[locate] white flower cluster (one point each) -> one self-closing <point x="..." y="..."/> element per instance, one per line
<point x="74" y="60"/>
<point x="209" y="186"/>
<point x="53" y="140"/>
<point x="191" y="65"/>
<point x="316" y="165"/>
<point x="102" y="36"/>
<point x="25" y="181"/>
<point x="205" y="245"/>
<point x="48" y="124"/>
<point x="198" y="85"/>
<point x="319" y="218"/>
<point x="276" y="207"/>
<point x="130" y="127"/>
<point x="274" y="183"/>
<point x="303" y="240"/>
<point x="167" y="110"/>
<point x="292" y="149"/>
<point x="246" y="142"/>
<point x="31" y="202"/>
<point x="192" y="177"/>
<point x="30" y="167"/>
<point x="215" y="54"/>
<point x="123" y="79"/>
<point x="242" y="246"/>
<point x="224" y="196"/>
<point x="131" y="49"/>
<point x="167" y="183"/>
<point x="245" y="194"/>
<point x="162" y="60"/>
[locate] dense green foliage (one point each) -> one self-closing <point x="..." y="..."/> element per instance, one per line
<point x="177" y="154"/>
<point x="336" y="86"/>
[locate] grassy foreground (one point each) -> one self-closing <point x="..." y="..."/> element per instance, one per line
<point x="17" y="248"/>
************
Required work
Reproduce these lines, substituting "leafy shrubbery" for "dense green foliage" and leaving everything else unchanged.

Exercise solution
[locate] white flower cluster (one point each) -> one self-closing <point x="..." y="..."/> element per instance, one per line
<point x="74" y="60"/>
<point x="209" y="186"/>
<point x="53" y="140"/>
<point x="191" y="65"/>
<point x="316" y="165"/>
<point x="102" y="36"/>
<point x="25" y="181"/>
<point x="205" y="245"/>
<point x="48" y="124"/>
<point x="198" y="85"/>
<point x="319" y="218"/>
<point x="276" y="207"/>
<point x="130" y="127"/>
<point x="274" y="183"/>
<point x="303" y="240"/>
<point x="167" y="110"/>
<point x="292" y="149"/>
<point x="246" y="142"/>
<point x="31" y="202"/>
<point x="192" y="177"/>
<point x="30" y="167"/>
<point x="215" y="54"/>
<point x="123" y="79"/>
<point x="242" y="246"/>
<point x="224" y="196"/>
<point x="131" y="49"/>
<point x="167" y="183"/>
<point x="245" y="194"/>
<point x="162" y="60"/>
[locate] leafy shrubbery (one point each) -> one self-closing <point x="..." y="..."/> element per instance, one per line
<point x="177" y="154"/>
<point x="336" y="86"/>
[locate] grassy foreground (one point each) -> one self-closing <point x="..." y="..."/> element per instance, one per line
<point x="17" y="248"/>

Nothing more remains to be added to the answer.